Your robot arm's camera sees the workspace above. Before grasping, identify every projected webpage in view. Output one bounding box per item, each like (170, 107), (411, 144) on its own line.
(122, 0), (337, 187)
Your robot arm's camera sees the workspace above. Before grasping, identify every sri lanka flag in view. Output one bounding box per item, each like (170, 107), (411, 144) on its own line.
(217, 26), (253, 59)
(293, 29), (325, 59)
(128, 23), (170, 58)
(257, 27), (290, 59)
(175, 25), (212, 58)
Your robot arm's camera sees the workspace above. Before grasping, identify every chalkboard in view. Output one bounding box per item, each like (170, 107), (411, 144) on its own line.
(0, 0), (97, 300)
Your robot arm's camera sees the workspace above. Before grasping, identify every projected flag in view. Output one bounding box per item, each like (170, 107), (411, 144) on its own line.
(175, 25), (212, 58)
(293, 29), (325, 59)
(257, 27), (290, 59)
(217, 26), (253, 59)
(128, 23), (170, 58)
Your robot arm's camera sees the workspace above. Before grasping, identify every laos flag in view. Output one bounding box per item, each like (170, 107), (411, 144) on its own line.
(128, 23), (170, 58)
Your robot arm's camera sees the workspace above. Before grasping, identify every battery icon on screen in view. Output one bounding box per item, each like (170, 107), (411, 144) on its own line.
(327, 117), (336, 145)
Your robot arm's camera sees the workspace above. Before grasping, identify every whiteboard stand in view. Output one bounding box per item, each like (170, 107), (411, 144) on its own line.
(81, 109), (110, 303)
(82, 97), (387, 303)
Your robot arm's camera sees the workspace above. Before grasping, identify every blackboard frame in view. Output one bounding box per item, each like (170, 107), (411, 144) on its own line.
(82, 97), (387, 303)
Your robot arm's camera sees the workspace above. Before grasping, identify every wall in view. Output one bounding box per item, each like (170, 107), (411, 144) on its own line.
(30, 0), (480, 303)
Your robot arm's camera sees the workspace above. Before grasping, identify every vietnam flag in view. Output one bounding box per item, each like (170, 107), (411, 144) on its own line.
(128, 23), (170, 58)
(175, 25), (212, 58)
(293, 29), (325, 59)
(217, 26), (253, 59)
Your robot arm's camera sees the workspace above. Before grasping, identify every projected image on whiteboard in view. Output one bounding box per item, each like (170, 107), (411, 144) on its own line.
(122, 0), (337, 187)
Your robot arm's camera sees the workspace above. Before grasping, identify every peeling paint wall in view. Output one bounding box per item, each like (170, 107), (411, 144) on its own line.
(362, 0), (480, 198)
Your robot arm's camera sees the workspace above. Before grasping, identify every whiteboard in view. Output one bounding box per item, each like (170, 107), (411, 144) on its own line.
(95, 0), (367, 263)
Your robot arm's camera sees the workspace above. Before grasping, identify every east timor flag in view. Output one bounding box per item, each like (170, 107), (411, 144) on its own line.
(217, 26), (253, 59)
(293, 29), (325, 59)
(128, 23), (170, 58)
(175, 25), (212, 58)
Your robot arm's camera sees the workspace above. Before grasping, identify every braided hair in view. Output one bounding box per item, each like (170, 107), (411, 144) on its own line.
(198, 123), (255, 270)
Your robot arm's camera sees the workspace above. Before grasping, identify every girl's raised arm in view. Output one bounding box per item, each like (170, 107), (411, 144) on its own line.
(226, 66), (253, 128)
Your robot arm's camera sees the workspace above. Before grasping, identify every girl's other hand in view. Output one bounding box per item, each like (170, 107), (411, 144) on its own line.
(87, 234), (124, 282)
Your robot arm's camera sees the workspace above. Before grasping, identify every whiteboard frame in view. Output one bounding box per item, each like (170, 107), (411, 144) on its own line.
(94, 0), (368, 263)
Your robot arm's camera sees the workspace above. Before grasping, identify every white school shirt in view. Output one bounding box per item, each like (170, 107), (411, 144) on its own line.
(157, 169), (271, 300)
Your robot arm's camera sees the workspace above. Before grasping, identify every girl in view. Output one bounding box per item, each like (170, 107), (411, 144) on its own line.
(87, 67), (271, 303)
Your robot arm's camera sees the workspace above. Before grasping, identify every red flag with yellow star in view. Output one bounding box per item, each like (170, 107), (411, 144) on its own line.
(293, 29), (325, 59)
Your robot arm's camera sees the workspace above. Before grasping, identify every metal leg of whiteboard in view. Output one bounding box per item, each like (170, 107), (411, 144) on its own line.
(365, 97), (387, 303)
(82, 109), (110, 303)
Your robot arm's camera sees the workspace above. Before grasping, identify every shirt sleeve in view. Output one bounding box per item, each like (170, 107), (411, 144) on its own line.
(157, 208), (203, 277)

——————

Your objective
Convert all the rows above into a Markdown table with two columns, No. and Content. Put each row's number in No. and its line in Content, and leave out blank lines.

Output of the task
| No. | Content |
|---|---|
| 1 | Your robot arm's camera sees the workspace above. Before grasping, identify every projected webpage in view. Output one bounding box per item, each like (170, 107), (411, 144) on its own line. |
| 2 | (122, 0), (337, 187) |
| 3 | Your robot arm's camera sees the workspace above. Before grasping, identify every sri lanka flag in view. Output one bounding box per item, each like (170, 107), (411, 144) on its own line. |
| 4 | (217, 26), (253, 59) |
| 5 | (293, 29), (325, 59) |
| 6 | (128, 23), (170, 58) |
| 7 | (257, 27), (290, 59) |
| 8 | (175, 25), (212, 58) |
| 9 | Your robot arm's camera sees the workspace above. Before grasping, identify every chalkboard in view. Output one bounding box per item, each like (170, 107), (411, 144) on its own line. |
| 10 | (0, 0), (97, 300) |
| 11 | Your robot arm's camera sees the workspace above. Before grasping, identify every projected flag in view. Output one bounding box per item, each like (170, 107), (411, 144) on its own line. |
| 12 | (175, 25), (212, 58) |
| 13 | (293, 29), (325, 59) |
| 14 | (257, 27), (290, 59) |
| 15 | (217, 26), (253, 59) |
| 16 | (128, 23), (170, 58) |
| 17 | Your robot arm's camera sees the workspace above. Before grasping, identify every laos flag in view. Output one bounding box per item, each like (170, 107), (411, 144) on its own line. |
| 18 | (128, 23), (170, 58) |
| 19 | Your robot arm's camera sees the workspace above. Before grasping, identify every battery icon on screen in view. Output one bounding box per item, each like (170, 107), (411, 144) on its own line. |
| 20 | (327, 117), (336, 145) |
| 21 | Your robot arm's camera sees the workspace above. Before grasping, identify every whiteboard stand in view. Output one bounding box per item, each like (170, 107), (411, 144) on its own line. |
| 22 | (81, 109), (110, 303) |
| 23 | (82, 97), (387, 303) |
| 24 | Your robot arm's camera sees the workspace above. Before grasping, identify every blackboard frame in view. Output one bounding box per item, each like (170, 107), (411, 144) on its own line. |
| 25 | (82, 97), (387, 303) |
| 26 | Your robot arm's camera sees the workspace above. Before grasping, identify every wall in view. Output one bounding box per item, each like (170, 107), (411, 144) on its own line. |
| 27 | (30, 0), (480, 303) |
| 28 | Your robot arm's camera sees the workspace above. Before grasping, identify every vietnam flag in view. Output one bounding box per item, each like (170, 107), (411, 144) on its own line. |
| 29 | (128, 23), (170, 58) |
| 30 | (175, 25), (212, 58) |
| 31 | (293, 29), (325, 59) |
| 32 | (217, 26), (253, 59) |
| 33 | Your robot arm's camera sees the workspace above. Before grasping, identify every projected image on whiteboard in view. Output one bounding box per item, each like (170, 107), (411, 144) on its own line. |
| 34 | (122, 0), (337, 187) |
| 35 | Your robot arm's camera sees the workspace above. Before grasping, identify every peeling paint wall in view. Output one bounding box per item, each like (170, 107), (411, 144) on its own line. |
| 36 | (362, 0), (480, 198) |
| 37 | Your robot arm's camera sees the workspace above. Before grasping, identify every whiteboard in view. Output one bounding box per item, each like (170, 107), (411, 144) on its own line. |
| 38 | (95, 0), (367, 263) |
| 39 | Your robot arm's camera sees the workspace above. Before grasping, identify every east timor flag in view. Output one bounding box per item, each like (170, 107), (411, 144) on its own line. |
| 40 | (217, 26), (253, 59) |
| 41 | (293, 29), (325, 59) |
| 42 | (128, 23), (170, 58) |
| 43 | (175, 25), (212, 58) |
| 44 | Your robot arm's camera sees the workspace above. Before grasping, identify every braided hair in view. Output one bounding box per item, each like (170, 107), (411, 144) on its own line. |
| 45 | (198, 123), (255, 270) |
| 46 | Your robot arm's camera sees the workspace above. Before grasping, identify every girl's raised arm in view. Output one bounding box per item, each like (170, 107), (411, 144) on its own line. |
| 47 | (226, 66), (253, 128) |
| 48 | Your robot arm's camera sees the workspace above. Before grasping, identify every girl's other hand in view. Output one bounding box per item, each like (170, 107), (411, 144) on its own line. |
| 49 | (87, 234), (124, 282) |
| 50 | Your robot arm's camera sees the workspace above. Before grasping, identify every whiteboard frame in view. Output one bounding box per item, each like (170, 107), (411, 144) on its own line. |
| 51 | (94, 0), (368, 263) |
| 52 | Your robot arm's camera sees the workspace above. Before grasping, identify every white school shirt in view. Output one bounding box per item, each like (170, 107), (411, 144) on its own line. |
| 53 | (157, 169), (271, 300) |
| 54 | Your robot arm's camera sees the workspace above. Before grasping, identify every girl in view. Output one bounding box per item, each like (170, 107), (411, 144) on its own line. |
| 55 | (87, 67), (271, 303) |
| 56 | Your robot arm's camera sees the workspace above. Before grasping, identify every red flag with yellow star in view. Output one bounding box per item, each like (170, 107), (411, 144) on its own line. |
| 57 | (293, 29), (325, 59) |
| 58 | Your robot arm's camera sees the workspace above. Before grasping, identify every metal leg of whiteboard in view. Output one bounding box per item, each like (170, 107), (411, 144) on its own line. |
| 59 | (365, 97), (387, 303) |
| 60 | (82, 109), (110, 303) |
| 61 | Your robot arm's camera sees the workspace above. Before grasping, identify every shirt sleeve in view. Output one bounding box per item, each like (170, 107), (411, 144) on its own line. |
| 62 | (157, 208), (203, 277) |